Listing:

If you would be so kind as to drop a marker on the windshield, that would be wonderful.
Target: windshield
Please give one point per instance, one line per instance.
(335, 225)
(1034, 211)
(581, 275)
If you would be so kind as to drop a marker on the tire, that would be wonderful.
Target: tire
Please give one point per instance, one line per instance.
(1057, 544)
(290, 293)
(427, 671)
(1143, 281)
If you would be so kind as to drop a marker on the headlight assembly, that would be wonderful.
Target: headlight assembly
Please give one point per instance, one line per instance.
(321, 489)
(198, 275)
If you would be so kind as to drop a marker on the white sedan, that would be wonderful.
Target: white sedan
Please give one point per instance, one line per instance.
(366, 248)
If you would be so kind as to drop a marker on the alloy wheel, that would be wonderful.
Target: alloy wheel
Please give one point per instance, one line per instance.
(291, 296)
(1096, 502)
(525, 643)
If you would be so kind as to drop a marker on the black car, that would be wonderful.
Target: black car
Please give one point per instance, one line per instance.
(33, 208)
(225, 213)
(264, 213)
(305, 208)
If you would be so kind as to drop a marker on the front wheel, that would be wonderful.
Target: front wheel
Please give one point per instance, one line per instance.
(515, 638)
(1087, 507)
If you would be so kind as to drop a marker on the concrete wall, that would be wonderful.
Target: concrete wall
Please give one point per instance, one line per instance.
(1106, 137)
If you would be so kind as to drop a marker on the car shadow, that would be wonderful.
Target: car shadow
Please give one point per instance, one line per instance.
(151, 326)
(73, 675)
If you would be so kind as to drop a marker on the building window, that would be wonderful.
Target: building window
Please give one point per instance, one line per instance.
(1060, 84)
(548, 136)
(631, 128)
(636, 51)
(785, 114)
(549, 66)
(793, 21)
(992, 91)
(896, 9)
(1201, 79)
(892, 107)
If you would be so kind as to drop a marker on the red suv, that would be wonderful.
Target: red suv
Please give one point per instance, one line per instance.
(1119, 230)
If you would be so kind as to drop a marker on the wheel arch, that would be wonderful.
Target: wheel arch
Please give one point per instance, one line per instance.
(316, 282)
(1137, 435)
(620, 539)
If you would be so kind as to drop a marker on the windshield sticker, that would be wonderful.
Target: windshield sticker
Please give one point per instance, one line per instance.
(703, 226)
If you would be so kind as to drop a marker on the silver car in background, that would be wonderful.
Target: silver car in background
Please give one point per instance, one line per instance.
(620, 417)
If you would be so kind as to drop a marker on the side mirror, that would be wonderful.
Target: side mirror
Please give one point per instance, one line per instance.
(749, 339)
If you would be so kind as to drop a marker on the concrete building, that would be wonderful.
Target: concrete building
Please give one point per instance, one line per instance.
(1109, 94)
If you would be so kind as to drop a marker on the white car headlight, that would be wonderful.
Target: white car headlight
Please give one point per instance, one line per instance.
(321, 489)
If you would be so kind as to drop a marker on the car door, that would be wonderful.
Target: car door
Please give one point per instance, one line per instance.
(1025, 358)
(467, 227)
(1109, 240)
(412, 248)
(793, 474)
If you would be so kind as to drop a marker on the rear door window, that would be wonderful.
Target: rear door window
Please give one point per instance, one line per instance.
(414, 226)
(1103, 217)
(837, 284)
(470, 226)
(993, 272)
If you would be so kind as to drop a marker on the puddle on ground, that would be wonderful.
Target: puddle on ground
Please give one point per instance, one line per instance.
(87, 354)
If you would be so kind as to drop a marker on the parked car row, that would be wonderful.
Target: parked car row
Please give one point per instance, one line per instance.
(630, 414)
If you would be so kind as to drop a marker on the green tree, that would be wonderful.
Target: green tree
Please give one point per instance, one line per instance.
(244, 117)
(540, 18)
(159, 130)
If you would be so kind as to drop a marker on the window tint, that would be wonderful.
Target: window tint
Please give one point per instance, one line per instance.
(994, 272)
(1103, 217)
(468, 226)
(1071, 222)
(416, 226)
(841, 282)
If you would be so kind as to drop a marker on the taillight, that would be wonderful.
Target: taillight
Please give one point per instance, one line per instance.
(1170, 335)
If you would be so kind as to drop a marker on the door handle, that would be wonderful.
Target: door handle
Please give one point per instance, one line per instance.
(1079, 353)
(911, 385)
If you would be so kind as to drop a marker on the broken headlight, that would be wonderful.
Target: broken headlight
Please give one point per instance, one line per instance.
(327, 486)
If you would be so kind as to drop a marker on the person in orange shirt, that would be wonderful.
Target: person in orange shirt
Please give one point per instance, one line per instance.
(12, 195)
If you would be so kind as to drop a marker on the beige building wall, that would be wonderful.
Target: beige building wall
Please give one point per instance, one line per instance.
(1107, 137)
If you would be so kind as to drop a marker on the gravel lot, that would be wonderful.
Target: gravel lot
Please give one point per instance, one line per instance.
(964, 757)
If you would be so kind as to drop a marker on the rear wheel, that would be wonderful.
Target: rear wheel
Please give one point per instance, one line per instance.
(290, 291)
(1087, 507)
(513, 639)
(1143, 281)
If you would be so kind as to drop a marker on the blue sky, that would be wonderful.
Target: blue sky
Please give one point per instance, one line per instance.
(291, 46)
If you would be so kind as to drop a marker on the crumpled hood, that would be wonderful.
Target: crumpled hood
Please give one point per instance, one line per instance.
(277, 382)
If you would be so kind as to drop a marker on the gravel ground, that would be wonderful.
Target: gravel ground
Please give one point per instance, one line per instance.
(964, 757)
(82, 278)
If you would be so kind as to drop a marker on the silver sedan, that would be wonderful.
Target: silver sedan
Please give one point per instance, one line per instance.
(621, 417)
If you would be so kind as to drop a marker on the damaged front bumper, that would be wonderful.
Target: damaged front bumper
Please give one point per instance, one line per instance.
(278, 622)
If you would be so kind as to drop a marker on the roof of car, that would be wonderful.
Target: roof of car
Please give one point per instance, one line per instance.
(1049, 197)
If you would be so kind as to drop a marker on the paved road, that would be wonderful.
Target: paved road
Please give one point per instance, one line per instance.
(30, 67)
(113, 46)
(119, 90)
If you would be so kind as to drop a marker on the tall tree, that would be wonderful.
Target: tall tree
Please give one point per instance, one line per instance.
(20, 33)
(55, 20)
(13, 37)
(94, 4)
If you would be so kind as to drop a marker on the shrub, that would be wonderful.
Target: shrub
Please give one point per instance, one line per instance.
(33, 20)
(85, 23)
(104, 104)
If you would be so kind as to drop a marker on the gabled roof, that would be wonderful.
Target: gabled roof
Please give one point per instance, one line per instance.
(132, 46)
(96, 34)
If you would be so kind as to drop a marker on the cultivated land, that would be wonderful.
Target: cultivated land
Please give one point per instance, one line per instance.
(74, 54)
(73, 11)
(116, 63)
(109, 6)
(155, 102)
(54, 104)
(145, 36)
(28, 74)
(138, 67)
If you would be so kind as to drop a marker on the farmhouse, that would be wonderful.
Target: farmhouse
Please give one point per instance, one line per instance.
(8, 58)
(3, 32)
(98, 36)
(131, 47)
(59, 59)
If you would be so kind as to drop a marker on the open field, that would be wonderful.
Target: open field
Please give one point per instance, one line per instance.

Instructions for the task: Copy the lines of the material above word for word, starting at the line that contains "black car, that would be wonderful." and ending at the line that contains "(1106, 137)".

Solution to the problem:
If you would be so kind as to drop a marker on the black car, that would be wonderful.
Target: black car
Please give one point per instance, one line per instance.
(33, 208)
(225, 213)
(264, 213)
(305, 208)
If you would be so kind as to drop a marker on the front wheel, that would be wonderful.
Target: front wheel
Please give one point per instance, one line per instance.
(515, 638)
(1087, 507)
If you would be so kind as to drop a marker on the concrete wall, that would be wonderful.
Target: concrete wall
Please give one point per instance, one line per instance.
(1106, 137)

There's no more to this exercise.